Quoted passage -
The way Harvey charts the progression of Jake’s illness is memorable and moving. Incidents such as the first time a loved one notices that something isn’t quite right, losing common words, and finally total bewilderment at everyone and everything.

‘He sees a mouth moving, hears words cluster together like a series of shapes that promise tessellation, but which do not, no matter how one turns them.’

I also liked the structure that Harvey used, with the main story interspersed with titled chapters reflecting past events. This made the novel feel a little like a collection of stories, perhaps showing up that there is less organisation to life that we sometimes like to believe, a pretension that Alzheimer’s is keen to strip away.

In the same way as Toibin with Brooklyn I feel Harvey probably achieved her aim, but in reality I found The Wilderness quite a confusing read. Some people have simple lives - if they then develop Alzheimer’s it becomes more confusing. However, when someone has a complex life (as Jake does to my mind) and then Alzheimer’s comes into play the story descends into chaos. To my mind Harvey tried to do too much, and didn’t quite pull it off. Jake’s story without the Alzheimer’s might have worked, the Alzheimer’s story without quite so many other threads might have worked, but the two together clashed.

(Spatial localization data)
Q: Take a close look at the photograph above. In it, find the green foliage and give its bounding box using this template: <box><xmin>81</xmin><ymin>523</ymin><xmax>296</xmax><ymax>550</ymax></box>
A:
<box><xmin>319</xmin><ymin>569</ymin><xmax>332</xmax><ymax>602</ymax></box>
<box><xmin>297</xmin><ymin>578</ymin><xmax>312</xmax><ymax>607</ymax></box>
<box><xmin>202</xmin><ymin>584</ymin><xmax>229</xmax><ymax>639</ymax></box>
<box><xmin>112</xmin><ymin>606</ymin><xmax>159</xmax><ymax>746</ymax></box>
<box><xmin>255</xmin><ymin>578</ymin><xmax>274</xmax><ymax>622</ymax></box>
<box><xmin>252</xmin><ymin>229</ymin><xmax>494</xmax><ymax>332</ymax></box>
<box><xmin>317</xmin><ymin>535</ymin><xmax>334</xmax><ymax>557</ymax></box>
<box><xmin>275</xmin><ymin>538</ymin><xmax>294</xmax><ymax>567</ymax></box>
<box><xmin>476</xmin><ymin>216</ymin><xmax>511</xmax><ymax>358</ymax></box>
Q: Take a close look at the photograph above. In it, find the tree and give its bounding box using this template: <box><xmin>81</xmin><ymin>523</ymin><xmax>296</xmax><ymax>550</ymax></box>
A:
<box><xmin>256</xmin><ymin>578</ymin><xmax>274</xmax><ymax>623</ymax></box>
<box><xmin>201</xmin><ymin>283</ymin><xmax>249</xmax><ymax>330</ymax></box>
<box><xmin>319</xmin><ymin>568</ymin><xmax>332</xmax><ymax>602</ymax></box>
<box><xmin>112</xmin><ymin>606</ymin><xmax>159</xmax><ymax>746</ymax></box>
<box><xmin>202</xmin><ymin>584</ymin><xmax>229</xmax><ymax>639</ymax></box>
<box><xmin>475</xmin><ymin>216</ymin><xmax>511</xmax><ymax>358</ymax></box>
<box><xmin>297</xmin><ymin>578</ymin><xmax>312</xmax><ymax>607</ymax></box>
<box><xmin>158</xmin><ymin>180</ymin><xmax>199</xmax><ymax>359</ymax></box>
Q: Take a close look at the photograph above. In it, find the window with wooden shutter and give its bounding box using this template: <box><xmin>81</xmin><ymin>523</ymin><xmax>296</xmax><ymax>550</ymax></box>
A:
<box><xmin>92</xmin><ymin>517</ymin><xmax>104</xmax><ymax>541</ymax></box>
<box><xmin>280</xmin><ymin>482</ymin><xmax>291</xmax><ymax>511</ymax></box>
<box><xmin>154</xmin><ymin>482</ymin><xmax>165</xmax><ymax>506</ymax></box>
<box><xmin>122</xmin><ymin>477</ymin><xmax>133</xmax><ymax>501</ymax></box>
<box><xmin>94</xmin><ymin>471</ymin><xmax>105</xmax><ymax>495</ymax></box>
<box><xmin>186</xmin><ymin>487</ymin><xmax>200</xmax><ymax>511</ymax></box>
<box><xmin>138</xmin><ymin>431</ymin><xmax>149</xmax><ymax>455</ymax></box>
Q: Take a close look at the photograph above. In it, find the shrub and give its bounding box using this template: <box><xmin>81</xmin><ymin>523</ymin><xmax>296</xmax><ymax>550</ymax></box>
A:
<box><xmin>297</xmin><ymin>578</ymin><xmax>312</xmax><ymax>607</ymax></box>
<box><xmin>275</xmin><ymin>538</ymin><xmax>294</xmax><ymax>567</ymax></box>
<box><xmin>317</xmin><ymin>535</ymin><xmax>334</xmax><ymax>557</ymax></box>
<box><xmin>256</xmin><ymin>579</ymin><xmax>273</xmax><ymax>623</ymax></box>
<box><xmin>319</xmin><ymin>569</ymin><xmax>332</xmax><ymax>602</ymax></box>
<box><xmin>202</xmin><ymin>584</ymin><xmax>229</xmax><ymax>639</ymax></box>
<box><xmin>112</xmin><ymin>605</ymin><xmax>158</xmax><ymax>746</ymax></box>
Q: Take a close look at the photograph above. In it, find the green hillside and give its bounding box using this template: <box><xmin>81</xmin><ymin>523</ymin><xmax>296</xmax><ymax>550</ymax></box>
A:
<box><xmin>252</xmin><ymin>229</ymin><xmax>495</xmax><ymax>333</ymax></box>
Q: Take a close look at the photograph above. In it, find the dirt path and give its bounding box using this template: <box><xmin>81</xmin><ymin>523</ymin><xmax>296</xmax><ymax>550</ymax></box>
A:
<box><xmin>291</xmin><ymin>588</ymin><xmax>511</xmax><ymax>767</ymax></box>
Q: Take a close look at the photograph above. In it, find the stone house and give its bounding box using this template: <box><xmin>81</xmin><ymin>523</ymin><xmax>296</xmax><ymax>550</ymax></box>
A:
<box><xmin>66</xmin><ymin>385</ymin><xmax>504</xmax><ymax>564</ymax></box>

How to complete this task -
Answer these questions about the review of The Wilderness, one per line and numbered the same way:
1. Whose illness does Harvey chart the progression of?
2. What story structure did the reviewer like?
3. Which author and book does the reviewer compare Harvey's achievement to?

Output of the exercise -
1. Jake's.
2. The main story interspersed with titled chapters reflecting past events.
3. Toibin with Brooklyn.